[BEGIN]

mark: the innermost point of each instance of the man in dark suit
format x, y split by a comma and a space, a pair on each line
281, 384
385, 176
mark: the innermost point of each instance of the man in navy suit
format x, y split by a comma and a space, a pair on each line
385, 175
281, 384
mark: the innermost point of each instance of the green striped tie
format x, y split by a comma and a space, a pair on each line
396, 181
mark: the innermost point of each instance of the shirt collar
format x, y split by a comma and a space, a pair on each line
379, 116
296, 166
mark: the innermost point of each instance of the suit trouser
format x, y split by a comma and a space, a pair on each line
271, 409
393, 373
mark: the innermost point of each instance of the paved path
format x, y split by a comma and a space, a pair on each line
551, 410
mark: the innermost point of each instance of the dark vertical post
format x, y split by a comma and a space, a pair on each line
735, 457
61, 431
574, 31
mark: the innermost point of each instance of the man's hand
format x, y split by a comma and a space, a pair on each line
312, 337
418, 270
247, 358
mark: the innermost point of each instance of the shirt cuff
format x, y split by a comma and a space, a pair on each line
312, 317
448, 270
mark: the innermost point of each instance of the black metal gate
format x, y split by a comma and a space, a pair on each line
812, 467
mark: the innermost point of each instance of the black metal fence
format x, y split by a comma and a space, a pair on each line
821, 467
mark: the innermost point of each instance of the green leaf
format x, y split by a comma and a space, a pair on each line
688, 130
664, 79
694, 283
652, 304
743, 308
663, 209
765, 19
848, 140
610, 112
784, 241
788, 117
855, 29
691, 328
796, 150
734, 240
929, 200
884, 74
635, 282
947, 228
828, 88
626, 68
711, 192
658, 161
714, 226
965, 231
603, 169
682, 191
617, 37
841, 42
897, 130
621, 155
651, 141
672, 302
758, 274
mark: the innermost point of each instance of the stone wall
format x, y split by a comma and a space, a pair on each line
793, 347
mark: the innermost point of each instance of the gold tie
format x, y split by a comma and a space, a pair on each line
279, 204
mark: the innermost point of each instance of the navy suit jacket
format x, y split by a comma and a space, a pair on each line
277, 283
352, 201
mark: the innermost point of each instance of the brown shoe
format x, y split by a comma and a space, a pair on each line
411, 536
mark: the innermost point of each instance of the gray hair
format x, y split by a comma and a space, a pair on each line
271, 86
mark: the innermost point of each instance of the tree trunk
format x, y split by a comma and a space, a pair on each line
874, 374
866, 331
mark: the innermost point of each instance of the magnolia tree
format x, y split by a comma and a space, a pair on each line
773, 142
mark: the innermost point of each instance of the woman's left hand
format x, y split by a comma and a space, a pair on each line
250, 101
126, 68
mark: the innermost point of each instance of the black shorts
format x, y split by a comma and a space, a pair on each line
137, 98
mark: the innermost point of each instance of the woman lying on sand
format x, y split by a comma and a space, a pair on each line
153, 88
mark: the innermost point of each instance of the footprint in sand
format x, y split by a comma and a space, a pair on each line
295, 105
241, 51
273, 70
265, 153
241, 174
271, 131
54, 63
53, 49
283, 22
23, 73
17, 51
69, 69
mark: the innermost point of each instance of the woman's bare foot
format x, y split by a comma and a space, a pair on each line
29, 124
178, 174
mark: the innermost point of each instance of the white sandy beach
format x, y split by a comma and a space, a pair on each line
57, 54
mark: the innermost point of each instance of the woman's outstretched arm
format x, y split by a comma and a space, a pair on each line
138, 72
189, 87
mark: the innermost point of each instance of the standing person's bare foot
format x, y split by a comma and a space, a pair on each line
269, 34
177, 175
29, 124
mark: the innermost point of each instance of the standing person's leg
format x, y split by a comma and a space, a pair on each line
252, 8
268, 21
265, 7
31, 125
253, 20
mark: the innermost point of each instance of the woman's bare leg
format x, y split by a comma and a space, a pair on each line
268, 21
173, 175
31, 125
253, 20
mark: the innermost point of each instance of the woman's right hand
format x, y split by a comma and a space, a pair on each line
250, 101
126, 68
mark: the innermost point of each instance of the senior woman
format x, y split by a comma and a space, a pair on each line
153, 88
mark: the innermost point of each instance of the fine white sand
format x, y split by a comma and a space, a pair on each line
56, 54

[END]

## WRITTEN INSTRUCTION
Copy out the whole listing, exactly as written.

## TASK SOLUTION
mark: the innermost point of each instance of the man in dark suit
format x, y split by a comma and a space, a pair on each line
281, 384
385, 176
mark: the innermost point of each instance of the man in navy suit
format x, y split by a comma and a space, a pair on each line
385, 175
281, 384
mark: the innermost point of each instance of the green striped tie
format x, y split by a comma and a space, a pair on each line
396, 181
mark: the innermost point of each instance of the shirt collar
format x, y split by a comma and a space, a pair on each line
379, 116
296, 166
mark: the innermost point of each instance of the suit trouser
format x, y split by a comma and a space, a pair on each line
271, 409
393, 373
mark: the innermost point of each instance of the paved path
format x, y split by a comma and a space, a pair on each line
551, 410
mark: the innermost point of each instance of the dark vertical post
format x, y split by a comma and a space, a pair on each line
735, 457
61, 431
574, 31
mark: the innermost point of each instance of the man's hand
format x, y split by a comma and a space, a pair on each line
312, 337
418, 270
247, 358
mark: the innermost point of each instance of the shirt cuff
format x, y split by a comma and a space, a pair on each line
312, 317
448, 270
mark: the innermost point of each instance of the black metal gate
format x, y split by a comma and a space, a pair on each line
812, 467
mark: the innermost point of each instance of the black metal fence
format x, y split by a comma and a space, a pair on each line
821, 467
mark: the innermost point of each instance of the green leaf
format x, y split by a comma and a space, a pair on each line
688, 130
664, 79
694, 283
652, 304
743, 308
663, 209
765, 19
848, 140
610, 112
784, 241
788, 117
855, 29
691, 328
796, 150
734, 240
929, 200
884, 74
635, 282
947, 228
828, 88
626, 68
711, 192
658, 161
714, 226
965, 231
603, 169
682, 191
617, 37
841, 42
897, 130
621, 155
651, 141
672, 302
758, 274
mark: the innermost point of each instance of the stone wall
format x, y split by a comma and a space, a pair on each line
793, 347
mark: the innermost point of each instance of the gold tie
format x, y split by a comma and a space, a pair on each line
279, 204
mark: the innermost point of each instance of the navy suit jacket
format x, y split by a comma and a space, a pair on each line
277, 283
352, 201
mark: the innermost point of each instance of the brown shoe
format x, y split by a comma and a space, a pair on each line
411, 536
mark: the innermost point of each instance of the gray hair
format x, y split by a comma and a space, a pair on each line
271, 86
mark: the innermost point of each instance of the tree trunk
format x, y split by a comma and a space, a pair on each line
874, 374
866, 331
mark: the innermost point of each instance of the magnolia tree
format x, y split by a comma and a space, a pair on each line
773, 142
mark: the innermost point of each instance of the woman's left hand
format x, y split by a comma and a space, a pair on each line
250, 101
126, 68
mark: the innermost point of each instance of the black shorts
format x, y split by a comma and a space, a pair on each line
137, 98
mark: the innermost point of each instance of the woman lying on sand
format x, y split by a comma and a space, a pair on each line
153, 88
mark: the innermost point of each instance of the footprint in sand
format x, y split by a comma and a space, a pair on each line
295, 105
241, 51
273, 70
265, 153
241, 174
271, 131
54, 63
53, 49
283, 22
23, 73
17, 51
69, 69
mark: the innermost point of each instance of the woman's bare foot
format x, y split by a comma and a space, a pair on each line
29, 124
178, 174
mark: the innermost point of each instance of the white sandy beach
format x, y split by a comma and a space, a pair on each line
57, 54
mark: the innermost point of each instance of the woman's outstretched arm
format x, y split by a comma and a space, a pair on each line
138, 72
189, 87
mark: the innermost point of each instance of the standing person's bare foot
format x, y split by a comma and a space, a pair on each line
269, 34
177, 175
29, 124
mark: the innermost point of each instance of the standing person's leg
format x, y split by a comma and a space, a pair on each line
252, 8
268, 21
265, 7
31, 125
253, 20
mark: the innermost point of each instance of the woman's bare leg
format x, y split by a comma and a space, a pair on each line
268, 21
173, 175
31, 125
253, 20
mark: the innermost point of each instance of the woman's right hand
format x, y split by a comma and a space, a pair on each line
250, 101
126, 68
mark: the innermost point of each instance of the senior woman
format x, y split by a comma and a space, a pair on each line
153, 88
mark: the innermost point of each instance of the fine white sand
format x, y split by a comma and a space, a pair on each line
56, 54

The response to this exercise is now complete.